Reproduce the lines from the one containing "Outline every blue denim" through the one containing "91;146;160;222", inclusive, with every "jacket" changed to "coat" and nothing else altered.
Data rows start
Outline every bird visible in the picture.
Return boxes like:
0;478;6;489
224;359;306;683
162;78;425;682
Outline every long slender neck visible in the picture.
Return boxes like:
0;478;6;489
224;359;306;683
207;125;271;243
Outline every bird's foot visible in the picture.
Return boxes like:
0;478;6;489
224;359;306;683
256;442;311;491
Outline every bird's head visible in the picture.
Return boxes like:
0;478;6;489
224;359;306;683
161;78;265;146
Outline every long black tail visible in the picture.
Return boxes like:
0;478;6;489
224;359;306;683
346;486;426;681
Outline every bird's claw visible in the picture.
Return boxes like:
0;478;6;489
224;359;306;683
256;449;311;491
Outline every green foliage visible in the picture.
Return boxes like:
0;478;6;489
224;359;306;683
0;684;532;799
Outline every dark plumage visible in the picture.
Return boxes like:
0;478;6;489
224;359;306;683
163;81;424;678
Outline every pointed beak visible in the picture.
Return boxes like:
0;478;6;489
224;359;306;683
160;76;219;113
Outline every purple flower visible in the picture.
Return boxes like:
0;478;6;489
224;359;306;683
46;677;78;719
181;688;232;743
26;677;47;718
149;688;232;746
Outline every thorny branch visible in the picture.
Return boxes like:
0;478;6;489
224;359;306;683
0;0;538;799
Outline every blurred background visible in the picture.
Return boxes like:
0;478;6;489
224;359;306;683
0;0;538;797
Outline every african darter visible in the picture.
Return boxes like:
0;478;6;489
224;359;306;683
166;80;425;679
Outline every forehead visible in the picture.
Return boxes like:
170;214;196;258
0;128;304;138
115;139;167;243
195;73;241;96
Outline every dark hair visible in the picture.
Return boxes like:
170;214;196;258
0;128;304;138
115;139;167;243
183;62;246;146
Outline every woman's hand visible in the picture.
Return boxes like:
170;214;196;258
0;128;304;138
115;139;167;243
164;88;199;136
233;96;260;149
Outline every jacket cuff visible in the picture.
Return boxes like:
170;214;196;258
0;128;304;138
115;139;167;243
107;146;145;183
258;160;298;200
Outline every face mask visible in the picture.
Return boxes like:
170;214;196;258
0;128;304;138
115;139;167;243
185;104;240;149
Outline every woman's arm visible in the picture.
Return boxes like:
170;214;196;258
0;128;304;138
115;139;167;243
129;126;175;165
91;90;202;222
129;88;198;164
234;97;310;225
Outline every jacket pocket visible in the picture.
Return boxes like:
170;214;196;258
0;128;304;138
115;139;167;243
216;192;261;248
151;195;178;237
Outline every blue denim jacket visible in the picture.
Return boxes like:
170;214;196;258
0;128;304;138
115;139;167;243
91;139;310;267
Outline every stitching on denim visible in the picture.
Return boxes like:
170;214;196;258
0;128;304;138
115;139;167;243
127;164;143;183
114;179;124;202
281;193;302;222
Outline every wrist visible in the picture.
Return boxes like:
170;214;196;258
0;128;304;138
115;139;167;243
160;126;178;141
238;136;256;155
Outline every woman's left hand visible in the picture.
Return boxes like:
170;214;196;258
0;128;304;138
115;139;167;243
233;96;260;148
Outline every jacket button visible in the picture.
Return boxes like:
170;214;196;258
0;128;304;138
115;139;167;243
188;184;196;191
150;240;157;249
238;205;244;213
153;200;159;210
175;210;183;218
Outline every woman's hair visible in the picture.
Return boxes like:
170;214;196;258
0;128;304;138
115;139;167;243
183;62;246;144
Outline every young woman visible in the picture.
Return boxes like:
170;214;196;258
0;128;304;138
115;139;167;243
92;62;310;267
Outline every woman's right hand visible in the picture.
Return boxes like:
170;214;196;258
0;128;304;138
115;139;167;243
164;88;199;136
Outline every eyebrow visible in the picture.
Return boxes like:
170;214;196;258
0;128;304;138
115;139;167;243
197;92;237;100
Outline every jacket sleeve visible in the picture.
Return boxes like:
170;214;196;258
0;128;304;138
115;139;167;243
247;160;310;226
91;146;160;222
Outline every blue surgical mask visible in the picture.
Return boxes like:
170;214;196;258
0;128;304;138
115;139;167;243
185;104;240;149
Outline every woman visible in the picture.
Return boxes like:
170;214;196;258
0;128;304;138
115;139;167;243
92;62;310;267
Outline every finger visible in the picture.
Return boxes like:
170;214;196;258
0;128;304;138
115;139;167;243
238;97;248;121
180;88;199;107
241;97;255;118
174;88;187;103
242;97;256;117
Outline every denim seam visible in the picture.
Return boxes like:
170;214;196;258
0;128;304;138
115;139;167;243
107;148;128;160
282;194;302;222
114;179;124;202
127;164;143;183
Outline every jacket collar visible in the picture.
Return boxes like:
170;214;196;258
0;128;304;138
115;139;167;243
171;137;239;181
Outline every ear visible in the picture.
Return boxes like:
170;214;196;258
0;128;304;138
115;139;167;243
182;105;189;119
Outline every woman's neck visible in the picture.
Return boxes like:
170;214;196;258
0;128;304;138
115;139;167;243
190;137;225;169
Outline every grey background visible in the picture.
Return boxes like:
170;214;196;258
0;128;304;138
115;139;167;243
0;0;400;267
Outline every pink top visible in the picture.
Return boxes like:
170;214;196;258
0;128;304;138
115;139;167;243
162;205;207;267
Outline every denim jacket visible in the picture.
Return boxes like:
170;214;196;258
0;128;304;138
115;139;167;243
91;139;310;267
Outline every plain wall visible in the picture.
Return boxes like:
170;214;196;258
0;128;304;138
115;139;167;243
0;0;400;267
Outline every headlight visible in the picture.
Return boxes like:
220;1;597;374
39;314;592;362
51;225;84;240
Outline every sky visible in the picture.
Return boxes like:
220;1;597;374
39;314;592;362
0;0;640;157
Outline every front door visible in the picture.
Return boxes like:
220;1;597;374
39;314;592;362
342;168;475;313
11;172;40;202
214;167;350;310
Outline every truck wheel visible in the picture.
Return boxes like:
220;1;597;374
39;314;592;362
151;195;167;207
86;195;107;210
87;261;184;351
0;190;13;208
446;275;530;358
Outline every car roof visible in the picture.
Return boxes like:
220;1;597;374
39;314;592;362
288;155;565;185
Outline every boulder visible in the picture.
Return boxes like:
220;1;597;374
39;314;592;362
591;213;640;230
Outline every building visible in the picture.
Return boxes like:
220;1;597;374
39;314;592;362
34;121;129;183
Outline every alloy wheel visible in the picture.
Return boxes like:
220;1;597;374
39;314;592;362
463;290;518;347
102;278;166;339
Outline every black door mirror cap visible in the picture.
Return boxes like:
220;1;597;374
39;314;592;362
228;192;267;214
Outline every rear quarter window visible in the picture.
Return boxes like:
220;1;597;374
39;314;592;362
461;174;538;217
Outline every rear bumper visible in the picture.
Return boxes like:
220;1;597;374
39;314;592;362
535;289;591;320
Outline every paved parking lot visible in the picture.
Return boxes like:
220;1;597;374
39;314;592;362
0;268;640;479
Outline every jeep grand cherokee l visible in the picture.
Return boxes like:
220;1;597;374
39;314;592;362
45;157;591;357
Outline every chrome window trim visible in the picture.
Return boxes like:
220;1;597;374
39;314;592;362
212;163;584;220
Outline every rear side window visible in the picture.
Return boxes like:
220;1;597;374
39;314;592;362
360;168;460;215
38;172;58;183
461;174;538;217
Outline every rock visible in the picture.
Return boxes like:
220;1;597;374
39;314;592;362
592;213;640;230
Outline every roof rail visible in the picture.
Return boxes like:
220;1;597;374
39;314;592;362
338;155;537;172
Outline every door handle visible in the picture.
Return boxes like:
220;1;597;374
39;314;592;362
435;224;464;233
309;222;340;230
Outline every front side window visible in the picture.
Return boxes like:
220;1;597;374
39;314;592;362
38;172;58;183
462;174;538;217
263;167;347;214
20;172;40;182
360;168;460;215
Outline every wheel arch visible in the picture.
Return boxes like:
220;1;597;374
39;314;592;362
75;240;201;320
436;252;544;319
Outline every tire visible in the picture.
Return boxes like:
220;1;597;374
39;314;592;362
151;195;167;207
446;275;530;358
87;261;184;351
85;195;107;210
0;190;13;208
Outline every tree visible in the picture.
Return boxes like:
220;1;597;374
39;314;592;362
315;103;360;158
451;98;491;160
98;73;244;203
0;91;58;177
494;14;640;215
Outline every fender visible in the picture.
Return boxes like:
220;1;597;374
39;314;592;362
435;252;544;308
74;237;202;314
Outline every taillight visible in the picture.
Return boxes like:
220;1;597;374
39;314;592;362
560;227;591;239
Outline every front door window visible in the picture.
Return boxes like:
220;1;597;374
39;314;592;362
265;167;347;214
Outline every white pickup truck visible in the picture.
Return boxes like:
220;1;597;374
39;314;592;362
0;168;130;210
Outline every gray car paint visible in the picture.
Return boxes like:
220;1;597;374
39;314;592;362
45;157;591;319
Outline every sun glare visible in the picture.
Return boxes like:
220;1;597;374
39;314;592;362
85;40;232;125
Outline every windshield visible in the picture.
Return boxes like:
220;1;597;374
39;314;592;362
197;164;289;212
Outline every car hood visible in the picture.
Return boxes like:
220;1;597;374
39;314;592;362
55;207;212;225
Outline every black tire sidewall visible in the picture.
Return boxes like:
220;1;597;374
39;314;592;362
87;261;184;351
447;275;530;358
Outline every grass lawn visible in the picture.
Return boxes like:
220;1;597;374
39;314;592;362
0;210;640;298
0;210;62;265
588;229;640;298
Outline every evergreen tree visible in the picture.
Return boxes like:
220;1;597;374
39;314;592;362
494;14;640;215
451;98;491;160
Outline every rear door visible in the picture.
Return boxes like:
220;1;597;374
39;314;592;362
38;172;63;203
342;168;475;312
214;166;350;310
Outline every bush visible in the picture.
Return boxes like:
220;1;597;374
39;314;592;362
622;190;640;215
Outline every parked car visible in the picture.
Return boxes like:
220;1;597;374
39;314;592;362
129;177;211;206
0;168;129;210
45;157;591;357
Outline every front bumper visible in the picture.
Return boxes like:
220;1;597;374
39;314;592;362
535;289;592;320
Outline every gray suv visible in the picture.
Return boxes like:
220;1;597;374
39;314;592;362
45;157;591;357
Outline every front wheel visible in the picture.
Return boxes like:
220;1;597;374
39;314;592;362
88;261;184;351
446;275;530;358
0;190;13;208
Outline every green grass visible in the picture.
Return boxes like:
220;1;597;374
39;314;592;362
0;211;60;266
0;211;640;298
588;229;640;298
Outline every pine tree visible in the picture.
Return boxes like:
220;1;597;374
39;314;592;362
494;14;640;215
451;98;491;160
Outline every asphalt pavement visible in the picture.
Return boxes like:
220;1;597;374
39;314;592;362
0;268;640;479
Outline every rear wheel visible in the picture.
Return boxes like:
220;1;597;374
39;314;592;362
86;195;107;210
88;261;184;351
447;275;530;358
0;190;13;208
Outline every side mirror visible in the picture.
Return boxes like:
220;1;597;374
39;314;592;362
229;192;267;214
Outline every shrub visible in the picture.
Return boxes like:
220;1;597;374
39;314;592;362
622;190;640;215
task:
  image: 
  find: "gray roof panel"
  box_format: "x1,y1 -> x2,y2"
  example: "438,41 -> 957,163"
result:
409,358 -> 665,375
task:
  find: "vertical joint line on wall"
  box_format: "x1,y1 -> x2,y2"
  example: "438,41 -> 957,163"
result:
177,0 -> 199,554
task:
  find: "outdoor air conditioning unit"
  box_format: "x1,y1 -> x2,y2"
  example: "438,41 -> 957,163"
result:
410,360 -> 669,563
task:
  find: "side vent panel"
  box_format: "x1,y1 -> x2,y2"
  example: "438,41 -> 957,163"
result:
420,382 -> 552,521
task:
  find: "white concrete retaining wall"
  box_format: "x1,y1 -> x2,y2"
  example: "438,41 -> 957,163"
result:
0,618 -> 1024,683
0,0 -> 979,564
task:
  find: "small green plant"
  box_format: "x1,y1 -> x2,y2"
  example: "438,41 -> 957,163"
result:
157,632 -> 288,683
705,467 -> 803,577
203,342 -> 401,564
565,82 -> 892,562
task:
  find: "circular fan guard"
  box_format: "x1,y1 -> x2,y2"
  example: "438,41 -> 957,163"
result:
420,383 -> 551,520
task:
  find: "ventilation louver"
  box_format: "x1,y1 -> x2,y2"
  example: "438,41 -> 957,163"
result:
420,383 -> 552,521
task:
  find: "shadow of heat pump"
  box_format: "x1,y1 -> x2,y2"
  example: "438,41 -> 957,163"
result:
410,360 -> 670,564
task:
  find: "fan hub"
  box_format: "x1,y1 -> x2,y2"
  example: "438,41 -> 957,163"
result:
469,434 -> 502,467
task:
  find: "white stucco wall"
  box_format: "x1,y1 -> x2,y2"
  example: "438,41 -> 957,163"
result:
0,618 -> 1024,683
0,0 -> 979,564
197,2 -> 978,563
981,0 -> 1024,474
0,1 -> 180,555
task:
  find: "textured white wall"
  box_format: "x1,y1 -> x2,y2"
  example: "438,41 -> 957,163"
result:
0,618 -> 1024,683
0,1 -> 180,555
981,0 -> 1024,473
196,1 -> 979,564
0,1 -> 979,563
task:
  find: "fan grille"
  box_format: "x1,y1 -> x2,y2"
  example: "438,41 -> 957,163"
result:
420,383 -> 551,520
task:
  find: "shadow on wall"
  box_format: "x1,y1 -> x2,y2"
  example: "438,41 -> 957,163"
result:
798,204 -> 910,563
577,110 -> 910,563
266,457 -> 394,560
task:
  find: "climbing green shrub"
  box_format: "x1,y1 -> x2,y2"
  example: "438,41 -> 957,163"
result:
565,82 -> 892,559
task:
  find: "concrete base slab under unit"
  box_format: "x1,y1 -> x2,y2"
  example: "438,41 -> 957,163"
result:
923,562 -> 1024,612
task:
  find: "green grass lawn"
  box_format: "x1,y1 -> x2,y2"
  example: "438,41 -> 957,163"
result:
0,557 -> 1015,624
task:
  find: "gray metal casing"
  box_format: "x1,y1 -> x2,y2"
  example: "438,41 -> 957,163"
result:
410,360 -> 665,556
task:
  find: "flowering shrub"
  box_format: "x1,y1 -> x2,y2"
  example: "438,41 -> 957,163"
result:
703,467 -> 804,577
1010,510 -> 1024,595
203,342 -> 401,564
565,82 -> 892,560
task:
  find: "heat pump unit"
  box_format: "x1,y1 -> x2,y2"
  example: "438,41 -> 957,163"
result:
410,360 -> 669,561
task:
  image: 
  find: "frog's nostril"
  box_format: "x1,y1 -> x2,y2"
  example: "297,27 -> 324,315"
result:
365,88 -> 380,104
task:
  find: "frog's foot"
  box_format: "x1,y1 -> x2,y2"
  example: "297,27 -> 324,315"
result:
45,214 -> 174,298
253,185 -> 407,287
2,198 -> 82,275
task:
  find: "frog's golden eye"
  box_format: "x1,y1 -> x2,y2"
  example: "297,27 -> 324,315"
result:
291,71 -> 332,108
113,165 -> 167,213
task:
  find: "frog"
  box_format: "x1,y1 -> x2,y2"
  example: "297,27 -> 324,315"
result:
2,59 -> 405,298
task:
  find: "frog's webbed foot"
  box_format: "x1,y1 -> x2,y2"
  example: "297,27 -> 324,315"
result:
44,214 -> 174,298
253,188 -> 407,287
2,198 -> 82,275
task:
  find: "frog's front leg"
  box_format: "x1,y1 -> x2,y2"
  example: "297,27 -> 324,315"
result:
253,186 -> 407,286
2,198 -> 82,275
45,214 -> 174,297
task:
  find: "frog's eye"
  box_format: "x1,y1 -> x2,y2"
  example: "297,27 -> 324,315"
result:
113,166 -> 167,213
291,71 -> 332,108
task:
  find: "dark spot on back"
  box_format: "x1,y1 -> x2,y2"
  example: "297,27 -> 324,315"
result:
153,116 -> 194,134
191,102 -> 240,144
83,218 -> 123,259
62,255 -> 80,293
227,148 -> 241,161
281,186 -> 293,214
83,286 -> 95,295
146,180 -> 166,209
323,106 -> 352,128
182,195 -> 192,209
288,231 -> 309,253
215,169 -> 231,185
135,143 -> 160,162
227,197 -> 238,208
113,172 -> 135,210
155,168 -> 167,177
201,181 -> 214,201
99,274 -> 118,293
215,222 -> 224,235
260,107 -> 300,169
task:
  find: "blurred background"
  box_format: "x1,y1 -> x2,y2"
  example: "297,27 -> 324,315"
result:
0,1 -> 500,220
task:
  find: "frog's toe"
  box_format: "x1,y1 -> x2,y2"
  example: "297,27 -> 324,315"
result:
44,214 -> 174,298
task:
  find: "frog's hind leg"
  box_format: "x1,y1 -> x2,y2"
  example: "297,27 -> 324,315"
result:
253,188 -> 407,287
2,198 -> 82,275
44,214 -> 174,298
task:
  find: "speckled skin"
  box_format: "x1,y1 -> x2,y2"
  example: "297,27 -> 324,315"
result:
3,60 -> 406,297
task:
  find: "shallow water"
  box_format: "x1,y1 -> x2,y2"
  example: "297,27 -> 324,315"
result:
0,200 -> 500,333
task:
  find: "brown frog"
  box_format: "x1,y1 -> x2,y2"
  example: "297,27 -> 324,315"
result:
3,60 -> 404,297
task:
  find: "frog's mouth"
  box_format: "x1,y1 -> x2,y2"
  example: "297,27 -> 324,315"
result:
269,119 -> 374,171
Data rows end
**Expected answer**
Outline every blue denim coat visible in the picture.
Return boxes like:
170;214;196;258
0;128;304;138
115;139;167;243
91;139;310;267
Outline every stitching on denim visible in the picture.
Return boxes like:
170;214;196;258
0;128;304;138
115;139;167;243
127;164;143;183
114;179;124;202
281;193;302;222
Outline every wrist visible in the picture.
Return boxes like:
170;214;196;258
0;128;304;138
115;139;167;243
160;126;178;141
238;136;256;155
Outline every woman's left hand visible in the picture.
Return boxes like:
170;214;196;258
0;128;304;138
115;139;167;243
233;96;260;148
Outline every coat button visible in the picture.
Return boxes like:
170;214;196;258
0;128;304;138
115;139;167;243
188;184;196;191
150;240;157;249
238;205;244;213
153;200;159;210
175;210;183;218
Outline every woman's hair visible in the picture.
Return boxes like:
170;214;196;258
0;128;304;138
115;139;167;243
183;62;246;144
Outline every young woman visible in the picture.
Return boxes like:
170;214;196;258
0;128;304;138
115;139;167;243
92;62;310;267
Outline every woman's right hand visible in the picture.
Return boxes like:
170;214;196;258
0;128;304;138
115;139;167;243
164;88;199;136
Outline every eyebrow visible in the picture.
Return boxes like:
170;214;196;258
0;128;304;138
115;139;167;243
197;92;237;100
Outline every coat sleeve visible in the picture.
Return boxes like:
170;214;196;258
0;128;304;138
115;139;167;243
247;160;310;226
91;146;160;222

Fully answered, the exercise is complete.